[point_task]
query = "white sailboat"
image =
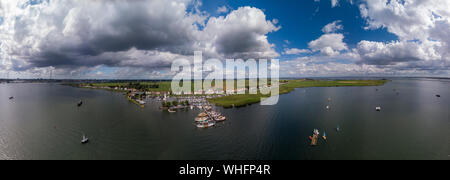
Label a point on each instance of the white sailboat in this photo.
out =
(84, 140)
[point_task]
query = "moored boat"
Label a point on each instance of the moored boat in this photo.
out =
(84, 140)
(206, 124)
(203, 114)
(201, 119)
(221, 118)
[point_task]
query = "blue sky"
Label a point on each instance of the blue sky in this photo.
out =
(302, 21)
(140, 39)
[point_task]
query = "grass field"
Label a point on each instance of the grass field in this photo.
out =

□ □ □

Go through the data above and transcribe it in full, omitting any image.

[point_task]
query = "white sailboat"
image =
Label a point on each instance of the white sailboat in this photo.
out =
(84, 140)
[point_task]
query = "moored boat"
Label a point on each instance of the moored boat in this photo.
out =
(84, 140)
(206, 124)
(203, 114)
(201, 119)
(221, 118)
[point_task]
query = "blue sky"
Label a point on each instance of the blue sky in this photo.
out =
(302, 21)
(140, 39)
[point_task]
query = "grass field"
Label a point on each instance of the grass field in this photo.
out =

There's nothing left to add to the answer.